> [PAGE]:

After the fall of Hosni Mubarak on 11 February 2011, successive governments have been complicit in sexual violence against female protesters. We can begin this trajectory with the “virginity tests” that the military conducted on 7 female protesters on 9 March 2011.
We can continue this trajectory until today. While I prefer sticking to the name sit al banat (the best of all girls), I am somehow thankful that the female protester who was savagely beaten by the military forces in December 2011 was clad in an abaya (robe). Her anonymity sheds light on the probable use of various forms of violence against any female protester, whether it is sponsored by the state, or covered by its complicity.
The wave of sexual violence cases reported to women’s rights organizations and anti-sexual harassment groups has significantly risen in the past thirteen months, especially during protests in the vicinity of Tahrir Square. Impunity still prevails.
On 1 February 2013, an Egyptian heroine by the name of Yasmine El Baramawy shared her horrific experience of group assault that took place on 23 November 2011 in Tahrir on television. “Whenever I see Mohammed Mahmoud Street, I hold my pants,” El Baramawy said. She became a symbol of strength and resistance to many women, not only in Egypt, but across the world. Her stance and her presence, at the 12 February 2013 global protest against “sexual terrorism in Egypt” continue to inspire women to carry on with their revolution, and fight marginalization.
On 25 January 2013, during large demonstrations in Tahrir marking the second anniversary of the beginning of the Egyptian revolution, Operation Anti-Sexual Harassment/Assault (OpAntiSH), a tireless activist group founded in November 2012 to intervene in cases of group sexual assault in large protests, which I am proud to have taken part in, documented 19 cases of group sexual assault, including one woman who was raped with a sharp object.
In March 2013, El Baramawy and 6 other women filed a joint complaint about their sexual assaults before the prosecution. “Prosecutors opened an investigation and took the women’s testimony in March, but the case is still under investigation and has not resulted in the identification or indictment of any attackers,” Human Rights Watch said 3 July 2013.
Even though there is a lack of confidence in the judiciary process, which is usually lengthy and the outcome is rarely just, some women insist on pursuing a law suit against their perpetrators for the purpose of not only legally, but socially criminalizing such acts.
In April 2013, Lyla El-Gueretly, who was verbally harassed and attacked when she confronted her harasser, decided to take her case forward regardless of all the obstacles. On 19 June, I joined El-Gueretly at Abdeen Court in Cairo where she was briefly questioned. The perpetrator had not shown up. A few hours later, her lawyer informed us that the offender, Ahmed Yousef 37 of age, was sentenced to 3 months in absentia. “Not bad for a start,” said El-Gueretly’s whose faith in the legal system was far from strong. This verdict was issued three days after Eman Mustafa’s killer was convicted and sentenced to life imprisonment.
In this sense than, women’s persistence to file reports is a form of uprising against the state and its failure to reform the judicial and security sectors.

> [ENTRIES]:
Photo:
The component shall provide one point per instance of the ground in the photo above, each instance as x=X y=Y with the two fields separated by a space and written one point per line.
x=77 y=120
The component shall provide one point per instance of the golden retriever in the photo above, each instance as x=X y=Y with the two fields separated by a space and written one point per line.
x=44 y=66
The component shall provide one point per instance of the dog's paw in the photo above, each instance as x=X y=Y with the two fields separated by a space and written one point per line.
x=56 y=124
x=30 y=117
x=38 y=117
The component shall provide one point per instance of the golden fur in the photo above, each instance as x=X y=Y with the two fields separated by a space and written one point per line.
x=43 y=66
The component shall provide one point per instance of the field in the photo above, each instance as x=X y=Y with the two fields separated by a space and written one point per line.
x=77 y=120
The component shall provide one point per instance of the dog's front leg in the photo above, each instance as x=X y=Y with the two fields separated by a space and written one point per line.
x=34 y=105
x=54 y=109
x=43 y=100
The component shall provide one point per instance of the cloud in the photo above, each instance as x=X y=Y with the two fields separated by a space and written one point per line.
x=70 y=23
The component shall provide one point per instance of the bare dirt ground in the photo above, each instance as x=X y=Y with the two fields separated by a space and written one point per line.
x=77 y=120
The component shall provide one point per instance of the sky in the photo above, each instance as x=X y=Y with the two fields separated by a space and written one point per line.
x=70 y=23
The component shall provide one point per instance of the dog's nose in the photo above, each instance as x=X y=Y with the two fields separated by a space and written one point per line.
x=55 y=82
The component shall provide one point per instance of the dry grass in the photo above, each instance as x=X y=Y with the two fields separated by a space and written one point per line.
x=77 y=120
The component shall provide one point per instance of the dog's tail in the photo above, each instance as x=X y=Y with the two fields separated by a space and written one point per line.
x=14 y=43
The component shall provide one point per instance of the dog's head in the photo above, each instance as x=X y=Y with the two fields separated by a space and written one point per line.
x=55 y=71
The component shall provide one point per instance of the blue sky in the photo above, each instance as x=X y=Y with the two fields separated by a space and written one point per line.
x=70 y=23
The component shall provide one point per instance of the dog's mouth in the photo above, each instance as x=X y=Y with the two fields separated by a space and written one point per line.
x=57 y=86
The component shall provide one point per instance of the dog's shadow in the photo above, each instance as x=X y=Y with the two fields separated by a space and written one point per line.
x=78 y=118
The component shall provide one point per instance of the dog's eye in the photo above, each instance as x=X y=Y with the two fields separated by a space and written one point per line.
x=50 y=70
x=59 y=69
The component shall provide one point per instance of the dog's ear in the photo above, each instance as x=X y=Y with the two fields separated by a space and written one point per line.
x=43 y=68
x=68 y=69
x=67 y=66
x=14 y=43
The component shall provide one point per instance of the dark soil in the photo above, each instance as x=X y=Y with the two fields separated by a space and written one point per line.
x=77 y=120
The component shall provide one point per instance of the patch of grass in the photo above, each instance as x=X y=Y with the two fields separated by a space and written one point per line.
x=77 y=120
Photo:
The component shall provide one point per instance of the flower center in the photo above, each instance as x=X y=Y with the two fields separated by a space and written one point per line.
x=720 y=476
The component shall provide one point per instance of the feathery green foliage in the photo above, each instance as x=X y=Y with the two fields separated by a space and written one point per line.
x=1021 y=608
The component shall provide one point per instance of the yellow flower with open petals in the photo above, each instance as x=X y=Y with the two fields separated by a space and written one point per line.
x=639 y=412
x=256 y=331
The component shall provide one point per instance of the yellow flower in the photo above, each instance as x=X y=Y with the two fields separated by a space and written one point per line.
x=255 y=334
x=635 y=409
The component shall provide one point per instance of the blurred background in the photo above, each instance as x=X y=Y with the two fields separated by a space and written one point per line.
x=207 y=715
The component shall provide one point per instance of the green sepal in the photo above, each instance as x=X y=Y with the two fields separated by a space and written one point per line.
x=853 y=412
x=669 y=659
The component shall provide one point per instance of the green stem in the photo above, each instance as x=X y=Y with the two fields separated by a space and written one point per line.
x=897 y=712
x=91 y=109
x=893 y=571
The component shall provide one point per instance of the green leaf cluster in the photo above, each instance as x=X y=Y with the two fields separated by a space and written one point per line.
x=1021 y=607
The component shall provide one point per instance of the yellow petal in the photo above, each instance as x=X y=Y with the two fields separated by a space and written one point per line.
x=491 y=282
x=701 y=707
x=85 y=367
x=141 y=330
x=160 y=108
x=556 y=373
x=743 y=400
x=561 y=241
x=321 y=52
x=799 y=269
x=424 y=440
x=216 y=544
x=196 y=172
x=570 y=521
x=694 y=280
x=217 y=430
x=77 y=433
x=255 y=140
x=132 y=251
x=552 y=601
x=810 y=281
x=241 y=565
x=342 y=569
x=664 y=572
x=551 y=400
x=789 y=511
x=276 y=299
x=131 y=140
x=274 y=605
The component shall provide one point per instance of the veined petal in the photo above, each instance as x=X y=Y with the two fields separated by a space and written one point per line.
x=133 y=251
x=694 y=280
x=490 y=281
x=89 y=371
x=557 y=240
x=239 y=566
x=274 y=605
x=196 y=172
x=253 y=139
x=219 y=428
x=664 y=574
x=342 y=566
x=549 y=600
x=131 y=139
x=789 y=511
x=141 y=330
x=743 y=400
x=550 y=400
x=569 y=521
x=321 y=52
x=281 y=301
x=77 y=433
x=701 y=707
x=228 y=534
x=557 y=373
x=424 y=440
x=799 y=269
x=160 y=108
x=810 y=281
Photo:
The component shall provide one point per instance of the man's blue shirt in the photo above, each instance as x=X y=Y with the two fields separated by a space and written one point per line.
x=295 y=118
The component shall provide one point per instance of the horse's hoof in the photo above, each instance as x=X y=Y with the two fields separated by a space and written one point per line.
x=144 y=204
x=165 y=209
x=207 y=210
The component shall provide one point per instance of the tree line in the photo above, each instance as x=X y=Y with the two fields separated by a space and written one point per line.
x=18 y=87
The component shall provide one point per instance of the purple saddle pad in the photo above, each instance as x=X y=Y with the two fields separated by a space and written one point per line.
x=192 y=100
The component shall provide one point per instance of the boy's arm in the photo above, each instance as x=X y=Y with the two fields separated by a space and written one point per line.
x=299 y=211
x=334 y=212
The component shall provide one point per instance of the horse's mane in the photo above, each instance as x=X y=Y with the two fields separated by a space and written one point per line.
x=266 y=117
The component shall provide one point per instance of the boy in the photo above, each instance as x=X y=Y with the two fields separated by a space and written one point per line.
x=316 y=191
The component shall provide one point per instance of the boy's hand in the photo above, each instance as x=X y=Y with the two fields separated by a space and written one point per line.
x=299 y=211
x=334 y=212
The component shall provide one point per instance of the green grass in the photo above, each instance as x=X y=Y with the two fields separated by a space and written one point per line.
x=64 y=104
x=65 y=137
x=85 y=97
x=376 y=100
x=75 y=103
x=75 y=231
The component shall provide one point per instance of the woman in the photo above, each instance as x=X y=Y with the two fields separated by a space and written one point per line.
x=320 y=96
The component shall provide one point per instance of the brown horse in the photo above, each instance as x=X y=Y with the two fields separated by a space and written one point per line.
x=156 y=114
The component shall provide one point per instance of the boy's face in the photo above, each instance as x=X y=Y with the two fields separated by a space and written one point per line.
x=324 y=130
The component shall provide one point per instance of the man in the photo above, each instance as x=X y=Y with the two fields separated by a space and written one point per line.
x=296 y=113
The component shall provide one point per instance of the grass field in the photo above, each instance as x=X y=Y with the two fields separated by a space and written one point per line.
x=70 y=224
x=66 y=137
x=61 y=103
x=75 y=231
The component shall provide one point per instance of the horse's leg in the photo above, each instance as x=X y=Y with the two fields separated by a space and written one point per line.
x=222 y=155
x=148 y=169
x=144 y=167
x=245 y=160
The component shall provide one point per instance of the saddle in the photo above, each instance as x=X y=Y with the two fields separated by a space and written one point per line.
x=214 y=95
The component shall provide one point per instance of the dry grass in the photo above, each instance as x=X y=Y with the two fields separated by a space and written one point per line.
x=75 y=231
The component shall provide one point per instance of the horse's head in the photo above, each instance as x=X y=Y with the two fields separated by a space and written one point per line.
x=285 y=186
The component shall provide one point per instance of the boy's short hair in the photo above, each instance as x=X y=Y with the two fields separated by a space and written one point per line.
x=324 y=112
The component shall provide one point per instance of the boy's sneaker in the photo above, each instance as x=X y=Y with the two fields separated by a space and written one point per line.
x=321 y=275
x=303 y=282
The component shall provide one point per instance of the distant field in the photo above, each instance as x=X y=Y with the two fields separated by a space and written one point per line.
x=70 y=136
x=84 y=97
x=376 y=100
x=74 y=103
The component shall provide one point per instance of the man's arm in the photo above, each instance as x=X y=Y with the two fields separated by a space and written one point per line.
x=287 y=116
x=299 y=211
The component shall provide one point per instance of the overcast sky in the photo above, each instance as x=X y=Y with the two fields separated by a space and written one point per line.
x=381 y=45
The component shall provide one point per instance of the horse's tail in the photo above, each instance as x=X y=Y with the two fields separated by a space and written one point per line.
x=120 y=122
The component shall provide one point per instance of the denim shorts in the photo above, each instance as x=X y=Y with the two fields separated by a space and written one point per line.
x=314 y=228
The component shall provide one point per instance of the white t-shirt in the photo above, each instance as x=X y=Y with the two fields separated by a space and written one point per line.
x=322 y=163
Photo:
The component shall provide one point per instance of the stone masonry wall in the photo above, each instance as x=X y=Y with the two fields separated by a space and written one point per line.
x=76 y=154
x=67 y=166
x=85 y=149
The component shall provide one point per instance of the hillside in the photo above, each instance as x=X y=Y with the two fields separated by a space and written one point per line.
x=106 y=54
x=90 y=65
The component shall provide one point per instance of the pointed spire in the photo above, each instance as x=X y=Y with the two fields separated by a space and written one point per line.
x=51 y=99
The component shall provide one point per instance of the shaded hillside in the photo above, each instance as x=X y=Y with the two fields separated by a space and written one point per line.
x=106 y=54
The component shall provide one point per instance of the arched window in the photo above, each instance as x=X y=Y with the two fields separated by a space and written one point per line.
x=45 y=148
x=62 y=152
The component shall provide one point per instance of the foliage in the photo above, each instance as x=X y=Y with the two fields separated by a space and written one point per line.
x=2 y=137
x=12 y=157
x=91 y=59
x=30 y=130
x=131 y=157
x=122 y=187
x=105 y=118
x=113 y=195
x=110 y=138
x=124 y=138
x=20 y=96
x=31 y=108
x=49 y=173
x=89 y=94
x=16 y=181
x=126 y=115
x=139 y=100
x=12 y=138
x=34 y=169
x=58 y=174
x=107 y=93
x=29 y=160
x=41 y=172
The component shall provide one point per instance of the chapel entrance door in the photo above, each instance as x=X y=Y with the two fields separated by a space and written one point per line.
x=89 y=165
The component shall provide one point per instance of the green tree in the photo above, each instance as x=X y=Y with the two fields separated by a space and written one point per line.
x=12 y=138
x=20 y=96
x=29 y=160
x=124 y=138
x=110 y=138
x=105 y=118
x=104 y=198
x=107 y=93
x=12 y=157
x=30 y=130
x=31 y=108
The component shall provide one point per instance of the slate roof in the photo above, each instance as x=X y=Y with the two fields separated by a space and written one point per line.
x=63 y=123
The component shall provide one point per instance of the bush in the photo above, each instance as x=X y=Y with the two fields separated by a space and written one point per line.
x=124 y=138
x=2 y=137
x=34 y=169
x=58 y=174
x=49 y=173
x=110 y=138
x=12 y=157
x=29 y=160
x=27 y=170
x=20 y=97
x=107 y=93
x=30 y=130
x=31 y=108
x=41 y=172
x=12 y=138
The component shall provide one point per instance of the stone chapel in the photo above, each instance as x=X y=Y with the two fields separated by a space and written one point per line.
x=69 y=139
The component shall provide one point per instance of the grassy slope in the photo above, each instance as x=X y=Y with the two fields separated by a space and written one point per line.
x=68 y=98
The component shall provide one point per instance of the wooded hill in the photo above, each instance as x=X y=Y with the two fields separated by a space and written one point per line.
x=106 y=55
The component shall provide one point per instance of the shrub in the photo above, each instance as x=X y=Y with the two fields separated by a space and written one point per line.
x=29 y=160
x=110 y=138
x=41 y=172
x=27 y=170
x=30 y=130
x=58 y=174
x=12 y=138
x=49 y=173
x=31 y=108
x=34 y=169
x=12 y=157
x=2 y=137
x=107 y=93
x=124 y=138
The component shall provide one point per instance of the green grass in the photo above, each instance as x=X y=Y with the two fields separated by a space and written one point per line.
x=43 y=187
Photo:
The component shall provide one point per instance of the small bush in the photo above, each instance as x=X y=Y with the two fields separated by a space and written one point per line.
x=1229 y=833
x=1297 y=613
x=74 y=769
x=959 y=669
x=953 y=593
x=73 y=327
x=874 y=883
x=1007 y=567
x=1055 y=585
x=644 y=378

> [EXERCISE SET]:
- 1) Summarize the text on sexual violence against female protesters in Egypt in two sentences.
- 2) Carry on the text about sexual violence against female protesters in Egypt from the point where it stops.

> [WRITTEN RESPONSES]:
- 1) Since Hosni Mubarak's fall on 11 February 2011, successive Egyptian governments have been complicit in sexual violence against female protesters, and reported cases have risen significantly while impunity prevails. Despite little confidence in the judiciary, women such as Yasmine El Baramawy and Lyla El-Gueretly have pursued legal complaints, with El-Gueretly's harasser sentenced in absentia to three months, and the text calls women's persistence in filing reports a form of uprising against the state.

- 2)
The Government’s Response
The government’s response to such crimes has been devastating on many levels. On 11 February 2013, a member of the Shura Council’s human rights committee blamed women for their rape in Tahrir. Later in April, the same member and others in the committee condemned signing the UN declaration for combating and eliminating all forms of violence against women claiming that it is an apostasy.
Former president Morsi launched an initiative to “support the rights and liberties of Egyptian women” in March 2012. The campaign only had a few tangible outcomes. One of these yet to be realized outcomes is the establishment of a unit that deals with crimes of violence against women at the Ministry of Interior.
This unit is supposedly to be staffed by trained female police officers. Another—a little too late—achievement was the draft law on eliminating all forms of violence against women that the National Council for Women (NCW) submitted in June 2013.
The former information minister was not invited to any of the sessions of the former’s president’s initiative. Instead of raising awareness on sexual harassment in Egypt, the former minister Salah Abdel Maksoud partook in his own sexual innuendos when questioned by women journalists: “come and I will show you where?” he responded, which is an expression in colloquial Egyptian Arabic that bears sexual connotations, at two different occasions in April 2013.
Starting on 28 June, and until 7 July during the protests to oust former president Morsi, Nazra For Feminist Studies and OpAntiSH have documented a total of at least 186 cases ranging from group sexual harassment and assault, to the violent rape of at least three female protestors. While the documented patterns might hint at pre-planned assaults, eyewitnesses and volunteers have testified to bystanders’ spontaneous involvement.
Instead of investigating such crimes and holding the perpetrators accountable, the former presidency, and ruling party have exploited the number of cases to deface the opposition. Some in the opposition have also used these cases to accuse the presidency and the Muslim Brotherhood of the assaults.
Neither side has solid proof and both are instrumentalizing brutality. The Freedom and Justice Party did not limit itself to using the number of cases in its political bargaining. It went further still and blatantly violated basic media ethics by publishing the details of one survivor’s assault in print and online. Such ruthless use of women’s violated bodies as political battlefields is a repulsive pattern that we must refuse at all costs.
Intervention Groups in Tahrir
Volunteer-based groups such as Operation Anti-Sexual Harassment/Assault, Tahrir Bodyguard, and the Anti-Sexual Harassment movement (Dodd al-Taharrush), consisting of courageous women and men from different age groups are attempting to secure protest spaces as safe spaces. They are carrying out the task that both the government and political forces have failed in. Without these groups, and the support of other organizations, it would have been nearly impossible to identify the estimated number of sexual assaults. Such groups also empower women and encourage their participation in the revolution by different means; they insist that “history is herstory, too.”
Egypt’s Political Transition
Egypt’s interim government must take immediate action to confront sexual harassment.
In March 2011, the Supreme Council of Armed Forces amended the Penal Code provisions on sexual assault by toughening the penalties. Such a step is useless if accountability is rare. Even if the current government passes the NCW’s bill, laws will remain words on paper unless they are implemented. To guarantee their enactment, there is a need for radical reforms in the policing, judicial, educational, health, and media sectors. One essential and immediate step could be the installation of street lighting to enhance urban safety. Religious institutions should also approach the topic of sexual harassment with their congregations.
The marginalization and exclusion of women from the public and political spheres will only make matters worse. What we can hope for now is that the interim president will not limit the promotion of women’s rights to the appointment of a female advisor for women’s affairs and female ministers.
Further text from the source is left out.